Mkk4 Is Dispensable for the Activation of the IKK/Relish Cascade by dTAK1
dTAK1 is an important MAPKKK regulating the activity of both the JNK and IKK/Relish branch of the Imd cascade, a signaling pathway regulating the expression of several immune effectors upon infection , . In absence of a functional Imd/IKK/Relish cascade as in dTAK1 mutants, flies are extremely sensitive to systemic infection by Gram-negative bacteria, including Erwinia carotovora carotovora 15 (Ecc15) . Therefore, we investigated if Mkk4 is implicated in the control of the IKK/Relish branch of the Imd pathway. To this end we tested if an Mkk4 deficiency leads to similar immune phenotypes like dTAK1 loss of function. We challenged Mkk4 mutants with Ecc15 and monitored their survival over time. Figure 3B shows that in contrast to Relish and dTAK1 mutants, Mkk4 mutants survive like wild-type flies to this challenge. This result therefore suggests that Mkk4 is dispensable for the activation of the Imd/IKK/Relish cascade by dTAK1. Therefore, the involvement of Mkk4 in the Imd cascade is restricted to the dTAK1-mediated activation of the JNK branch (Figure 3A).

------------------------------------------------------------------------

EXPLORE THE MATERIAL:
1 > According to the text on Mkk4 and dTAK1, how did Mkk4 mutants fare when challenged with Ecc15?
2 > Write the next part of the text on Mkk4 and the Imd cascade, continuing from its final sentence.
The lines that follow the text are not required for any of the work here.

[Region-pointing data]
------------------------------------------------------------------------

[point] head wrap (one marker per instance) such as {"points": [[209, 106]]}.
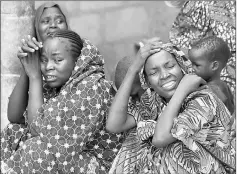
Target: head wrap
{"points": [[179, 56], [39, 13]]}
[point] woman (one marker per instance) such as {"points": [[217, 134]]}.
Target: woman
{"points": [[183, 139], [51, 134]]}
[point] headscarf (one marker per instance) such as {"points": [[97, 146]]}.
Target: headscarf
{"points": [[40, 11], [179, 56], [78, 109]]}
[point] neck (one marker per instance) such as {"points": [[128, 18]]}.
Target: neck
{"points": [[215, 77]]}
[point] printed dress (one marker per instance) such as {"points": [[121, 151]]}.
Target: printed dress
{"points": [[202, 129], [70, 126], [133, 148], [203, 145], [202, 18]]}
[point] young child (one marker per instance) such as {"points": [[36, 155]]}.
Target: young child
{"points": [[191, 121], [209, 56], [68, 127]]}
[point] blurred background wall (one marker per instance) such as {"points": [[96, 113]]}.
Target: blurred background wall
{"points": [[113, 26]]}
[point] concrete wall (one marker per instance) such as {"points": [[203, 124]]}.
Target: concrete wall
{"points": [[16, 23], [113, 26]]}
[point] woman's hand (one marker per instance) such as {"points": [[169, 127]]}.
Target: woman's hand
{"points": [[150, 47], [190, 83], [146, 129], [29, 57]]}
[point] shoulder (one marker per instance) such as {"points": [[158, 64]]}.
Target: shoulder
{"points": [[203, 97]]}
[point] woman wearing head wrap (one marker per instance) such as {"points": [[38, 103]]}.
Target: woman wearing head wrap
{"points": [[66, 133], [198, 19], [192, 133]]}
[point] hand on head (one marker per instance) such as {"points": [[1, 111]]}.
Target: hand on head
{"points": [[150, 47], [29, 56]]}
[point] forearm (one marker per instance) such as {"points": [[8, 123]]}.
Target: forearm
{"points": [[118, 117], [162, 135], [35, 98], [18, 99]]}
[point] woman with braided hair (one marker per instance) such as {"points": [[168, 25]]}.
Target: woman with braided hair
{"points": [[68, 127]]}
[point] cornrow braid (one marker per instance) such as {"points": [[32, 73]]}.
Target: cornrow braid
{"points": [[74, 39]]}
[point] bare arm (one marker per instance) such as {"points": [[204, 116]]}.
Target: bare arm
{"points": [[118, 119], [163, 136], [18, 100], [31, 64]]}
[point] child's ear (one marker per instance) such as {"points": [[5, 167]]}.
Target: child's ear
{"points": [[215, 65]]}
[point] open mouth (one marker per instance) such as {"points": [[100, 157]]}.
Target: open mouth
{"points": [[169, 85], [50, 78]]}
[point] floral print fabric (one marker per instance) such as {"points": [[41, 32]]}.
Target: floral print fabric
{"points": [[198, 19], [70, 126], [202, 130]]}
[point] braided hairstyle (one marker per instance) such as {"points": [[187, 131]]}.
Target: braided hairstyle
{"points": [[75, 40]]}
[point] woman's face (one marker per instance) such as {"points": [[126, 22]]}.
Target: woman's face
{"points": [[57, 62], [51, 20], [163, 73]]}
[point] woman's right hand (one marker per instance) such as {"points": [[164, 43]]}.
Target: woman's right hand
{"points": [[29, 56], [28, 46]]}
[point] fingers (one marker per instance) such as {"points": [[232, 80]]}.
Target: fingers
{"points": [[154, 39], [21, 55], [203, 82], [39, 44], [30, 44]]}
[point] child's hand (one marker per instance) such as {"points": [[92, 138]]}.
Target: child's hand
{"points": [[190, 83], [151, 46], [145, 129], [29, 57]]}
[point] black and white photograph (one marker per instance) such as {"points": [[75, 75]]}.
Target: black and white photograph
{"points": [[118, 87]]}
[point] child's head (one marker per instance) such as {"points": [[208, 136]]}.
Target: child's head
{"points": [[120, 73], [209, 56], [59, 55], [163, 73]]}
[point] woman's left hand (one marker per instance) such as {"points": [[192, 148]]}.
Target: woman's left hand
{"points": [[190, 83], [150, 47], [31, 62], [146, 129]]}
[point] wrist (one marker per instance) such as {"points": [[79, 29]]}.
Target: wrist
{"points": [[35, 77]]}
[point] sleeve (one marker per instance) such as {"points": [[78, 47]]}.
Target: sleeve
{"points": [[92, 112], [192, 124], [190, 24]]}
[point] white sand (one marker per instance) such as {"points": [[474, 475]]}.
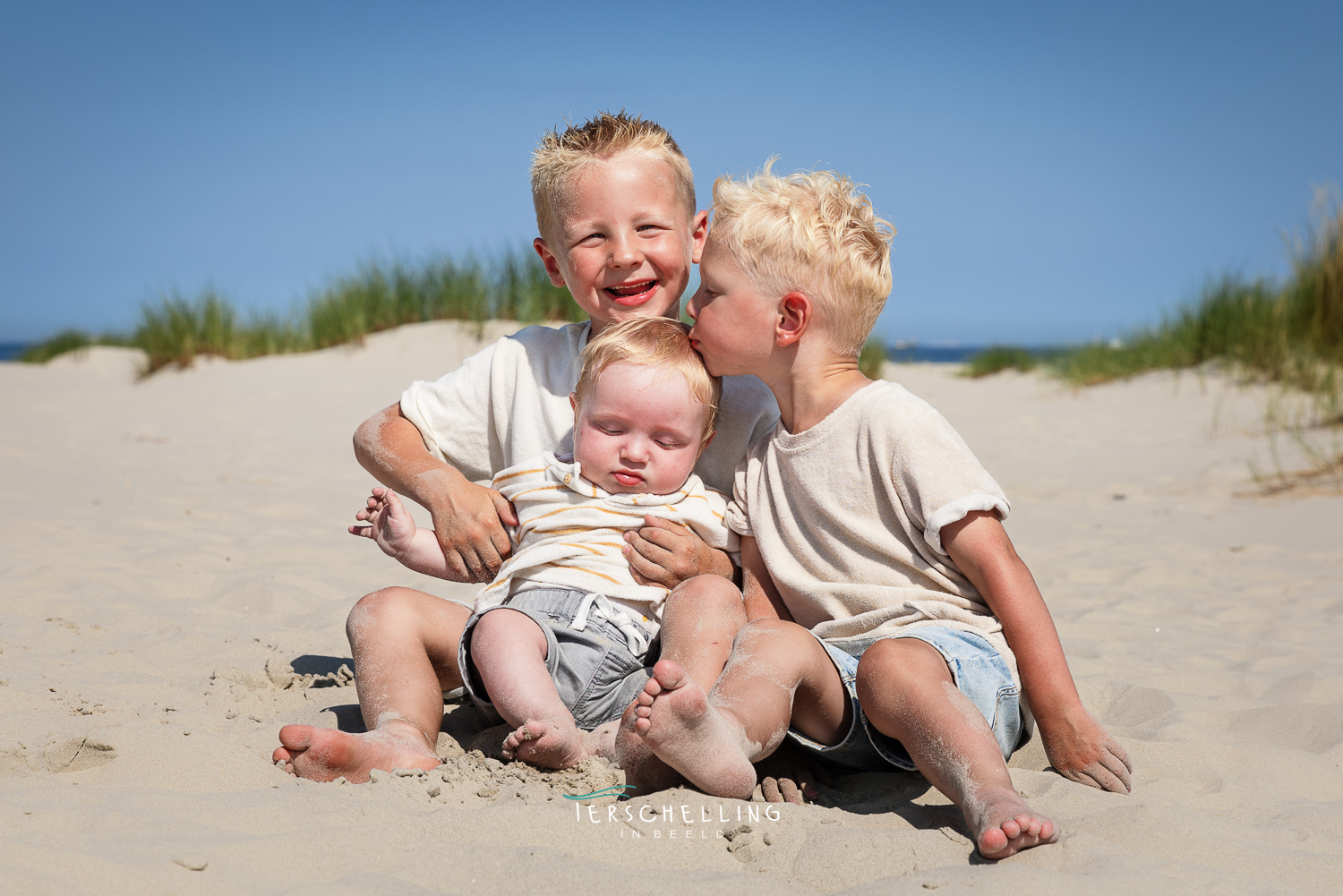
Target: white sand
{"points": [[168, 542]]}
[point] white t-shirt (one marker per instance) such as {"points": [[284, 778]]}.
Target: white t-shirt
{"points": [[848, 517], [569, 533], [510, 402]]}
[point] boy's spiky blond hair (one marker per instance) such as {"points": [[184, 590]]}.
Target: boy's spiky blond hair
{"points": [[652, 341], [814, 233], [561, 153]]}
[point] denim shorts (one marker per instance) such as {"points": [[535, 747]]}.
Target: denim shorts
{"points": [[594, 670], [979, 672]]}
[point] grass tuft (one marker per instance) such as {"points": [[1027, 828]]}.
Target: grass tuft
{"points": [[1001, 357], [175, 330]]}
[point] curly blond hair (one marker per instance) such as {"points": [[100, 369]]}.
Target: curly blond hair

------------------------------------------------------------------------

YOUR RESPONSES:
1 > They survived like wild-type flies, in contrast to Relish and dTAK1 mutants.

2 >
The Egr/dTAK1/Mkk4 Cascade Is Dispensable to Fight Gram-Positive Cocci Infections
Recently, Schneider and colleagues showed that eiger mutants are sensitive to systemic infection by gram-positive cocci, a type of extracellular bacteria . In order to test if this egr related process relies on the same signaling cascade as the one activated in the eye upon egr expression, we challenged Mkk4 mutants with Staphyloccocus aureus, a gram-positive coccus (Figure 4A). We compared their viability to egr mutants and other mutants affecting the Toll signaling pathway, spz and PGRP-SA, which contribute to the resistance to systemic gram-positive cocci infection , . Figure 4A shows that although egr3 mutant show a slight increased susceptibility to this challenge compared to wild-type flies, however this was not as pronounced as spz and PGRP-SA mutants. Importantly, Mkk4 mutants behave like wild-type animals in this setting. These results corroborate our data showing that dTAK1 and dTAB2 null alleles are not sensitive to Gram-positive cocci infection while being essential to mediate the egr-induced small eye phenotype ,  (D. Ferrandon, personal communication; P.G, K.B and F.L unpublished data). Taken together these results therefore suggest that the canonical dTAB2/dTAK1/Mkk4 signaling cassette is not required to mediate the reported function of egr in fighting Gram-positive cocci infection.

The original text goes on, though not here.